▼▼▼
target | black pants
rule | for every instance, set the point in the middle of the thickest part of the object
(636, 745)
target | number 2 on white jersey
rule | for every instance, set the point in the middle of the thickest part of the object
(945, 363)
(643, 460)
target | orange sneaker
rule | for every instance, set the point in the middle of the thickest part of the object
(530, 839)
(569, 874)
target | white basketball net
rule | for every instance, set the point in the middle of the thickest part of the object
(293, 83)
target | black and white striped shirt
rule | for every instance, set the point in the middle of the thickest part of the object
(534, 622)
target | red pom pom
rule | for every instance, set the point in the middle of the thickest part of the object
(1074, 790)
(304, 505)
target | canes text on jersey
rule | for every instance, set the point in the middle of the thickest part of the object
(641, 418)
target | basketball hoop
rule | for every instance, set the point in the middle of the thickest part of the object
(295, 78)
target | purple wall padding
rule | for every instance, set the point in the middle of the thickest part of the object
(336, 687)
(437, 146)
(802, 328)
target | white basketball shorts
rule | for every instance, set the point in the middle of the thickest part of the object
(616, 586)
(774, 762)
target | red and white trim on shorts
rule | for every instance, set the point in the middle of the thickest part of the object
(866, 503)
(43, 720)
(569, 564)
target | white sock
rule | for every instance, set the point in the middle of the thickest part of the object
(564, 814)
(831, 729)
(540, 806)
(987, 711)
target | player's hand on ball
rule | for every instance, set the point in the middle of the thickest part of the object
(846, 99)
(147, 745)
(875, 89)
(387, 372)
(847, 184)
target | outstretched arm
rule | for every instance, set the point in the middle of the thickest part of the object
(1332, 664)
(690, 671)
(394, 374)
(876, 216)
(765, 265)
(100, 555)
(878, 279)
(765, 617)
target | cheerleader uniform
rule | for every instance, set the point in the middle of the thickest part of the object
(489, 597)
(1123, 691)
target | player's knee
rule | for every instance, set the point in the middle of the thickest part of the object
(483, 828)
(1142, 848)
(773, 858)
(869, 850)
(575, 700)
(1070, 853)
▲▲▲
● Exercise details: Please output every record exactly as it appears.

● Written solution:
target | black pants
rule | for every instance, set the point in the middle of the thickest part of the object
(636, 745)
target | number 2 on white jersey
rule | for every instance, set the point in the middle of the thickest part of the object
(945, 363)
(643, 460)
target | orange sneaker
rule | for every instance, set the point in the middle of the thickest part of the object
(530, 839)
(569, 874)
target | white basketball net
rule | for every instance, set the point in the middle of the thickest part of the object
(293, 83)
target | black and white striped shirt
rule | for every instance, set the point in the middle of the thickest part of the object
(534, 622)
target | red pom pom
rule | for every instance, set the point in the middle of the thickest part of the object
(1074, 790)
(304, 505)
target | canes text on jersey
rule | for every instance, set the point in the middle of the thickest part of the object
(641, 418)
target | basketball hoop
rule | for every instance, set the point in the middle of the thickest part of the object
(295, 78)
target | purple wall padding
rule | for every instance, set the point in the middle of the thickest part of the object
(336, 687)
(437, 146)
(802, 328)
target | white basketball shorts
rule | for every instance, set the point in the middle of the thickest part of the object
(616, 586)
(774, 762)
target | red and white trim on shorts
rule | for every instance, set the point in the middle of the thickest part of the object
(866, 503)
(43, 720)
(569, 564)
target | white sock
rule | for every instance, set the point in the middle of the thickest part of the object
(564, 814)
(831, 729)
(540, 806)
(987, 711)
target | player's hand on ball
rule | for every instance, set the point in the middle of the thickest part of the object
(846, 99)
(147, 745)
(875, 89)
(387, 372)
(847, 184)
target | outstretched arm
rule | for every instance, set the point in the middle of the thickest part of the object
(1332, 664)
(690, 671)
(394, 374)
(876, 216)
(765, 265)
(100, 555)
(878, 279)
(765, 617)
target | cheerleader uniform
rule | for every instance, set the point in the middle of the thickest part of the object
(489, 597)
(1123, 691)
target | player's knee
rule | for every instance, set the point in the middle of the thickest part of the object
(483, 828)
(1142, 848)
(773, 858)
(869, 850)
(575, 700)
(1070, 853)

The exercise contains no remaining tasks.